> MATERIAL FOR THE TASK

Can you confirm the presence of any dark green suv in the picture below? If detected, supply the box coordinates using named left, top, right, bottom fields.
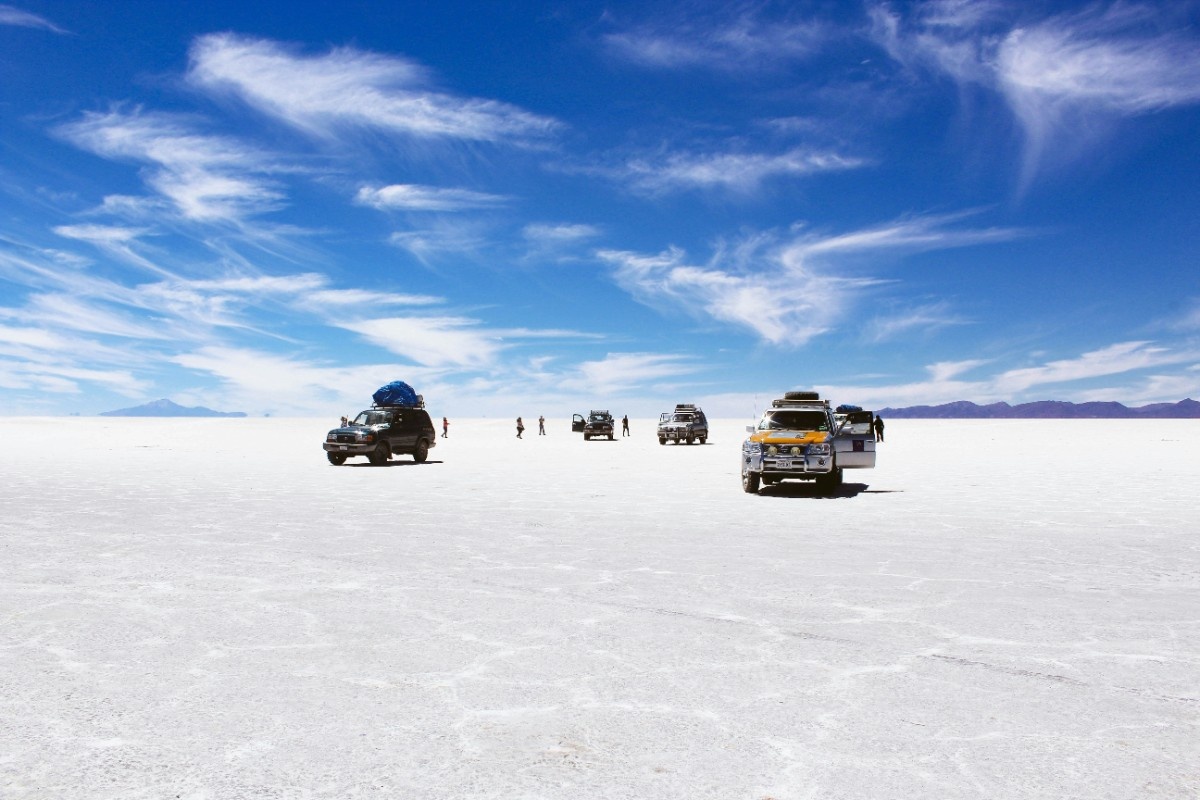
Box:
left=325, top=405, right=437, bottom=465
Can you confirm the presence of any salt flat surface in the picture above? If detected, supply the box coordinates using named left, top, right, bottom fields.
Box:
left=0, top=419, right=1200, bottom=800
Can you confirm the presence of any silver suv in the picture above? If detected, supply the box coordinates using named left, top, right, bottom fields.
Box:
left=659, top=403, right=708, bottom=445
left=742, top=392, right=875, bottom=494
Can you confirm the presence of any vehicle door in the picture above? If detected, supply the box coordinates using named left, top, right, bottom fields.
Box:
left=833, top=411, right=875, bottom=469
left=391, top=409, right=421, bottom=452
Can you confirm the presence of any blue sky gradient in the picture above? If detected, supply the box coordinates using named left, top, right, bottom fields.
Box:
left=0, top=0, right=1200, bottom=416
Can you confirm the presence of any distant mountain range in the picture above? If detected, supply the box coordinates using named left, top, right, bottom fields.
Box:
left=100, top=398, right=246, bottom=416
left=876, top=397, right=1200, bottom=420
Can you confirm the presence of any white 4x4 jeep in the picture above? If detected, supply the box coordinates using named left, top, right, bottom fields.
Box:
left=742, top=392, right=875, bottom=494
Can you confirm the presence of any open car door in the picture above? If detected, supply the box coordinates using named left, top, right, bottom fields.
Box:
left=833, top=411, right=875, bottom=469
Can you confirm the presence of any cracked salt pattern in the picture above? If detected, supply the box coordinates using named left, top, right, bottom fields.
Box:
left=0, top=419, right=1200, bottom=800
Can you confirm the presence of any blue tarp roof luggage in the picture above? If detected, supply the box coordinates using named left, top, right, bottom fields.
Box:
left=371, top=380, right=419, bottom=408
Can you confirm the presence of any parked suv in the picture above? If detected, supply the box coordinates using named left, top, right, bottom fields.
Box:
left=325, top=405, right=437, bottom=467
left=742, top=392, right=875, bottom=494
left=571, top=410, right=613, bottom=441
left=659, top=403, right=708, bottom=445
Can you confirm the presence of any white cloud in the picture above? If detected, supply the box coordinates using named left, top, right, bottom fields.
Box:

> PROBLEM TO WORK ON
Write out all the entries exactly, except for the pictures.

> CORRECT ANSWER
Can you confirm the presence of any dark green suv in the picture below? If detected, supply the box coordinates using named left, top, right, bottom fields.
Box:
left=325, top=405, right=437, bottom=465
Can you confirm the presence of any salt flat surface in the picture above? If detected, supply the box coordinates using named left, top, right, bottom fields.
Box:
left=0, top=419, right=1200, bottom=800
Can you confirm the presence of any silver suv in the picture above? If detected, supply the box coordinates using named left, top, right, bottom fields.
Box:
left=659, top=403, right=708, bottom=445
left=742, top=392, right=875, bottom=494
Can you confirm the presence of any vehicle door in the picture above? If detected, supply the box coordinates using named left, top, right, bottom fields.
Box:
left=833, top=411, right=875, bottom=469
left=391, top=409, right=421, bottom=452
Can you confirm the presence of any blue sky gradient in the picture above? If detected, supply the box coordinates using named left, top, right, bottom fields.
Box:
left=0, top=0, right=1200, bottom=416
Can you confirm the presence of any distant mountain range in the picture above? If detected, supply the box coordinates using named left, top, right, bottom fields.
Box:
left=100, top=398, right=246, bottom=416
left=876, top=397, right=1200, bottom=420
Can you confirm the presence of any white 4x4 jeep in the picture above? If detected, supply the box coordinates using named left, top, right, bottom fields.
Box:
left=742, top=392, right=875, bottom=494
Can you confirm the presence of any open car door in the picture above? If detected, supply the box coordinates using named left, top, right, bottom fields.
Box:
left=833, top=411, right=875, bottom=469
Can you confirm the presence of any cracked salt pattern in the picture above? If detected, supply the box coordinates using named left, top, right, bottom fields.
Box:
left=0, top=419, right=1200, bottom=800
Can you confirm the presence of any blue tarp roof luggage in the picture above? If detected, supply the box coordinates using named left, top, right, bottom fields.
Box:
left=371, top=380, right=419, bottom=408
Can you confirm the presence of any parked suv in the picture above? If detected, supply the box coordinates using named left, top, right, bottom fields.
Box:
left=325, top=405, right=437, bottom=467
left=742, top=392, right=875, bottom=494
left=571, top=410, right=613, bottom=441
left=659, top=403, right=708, bottom=445
Can you confirm the presence of any white cloud in the picture above? If detected, supply the box coordinates using named left, top, right, bottom fields.
Box:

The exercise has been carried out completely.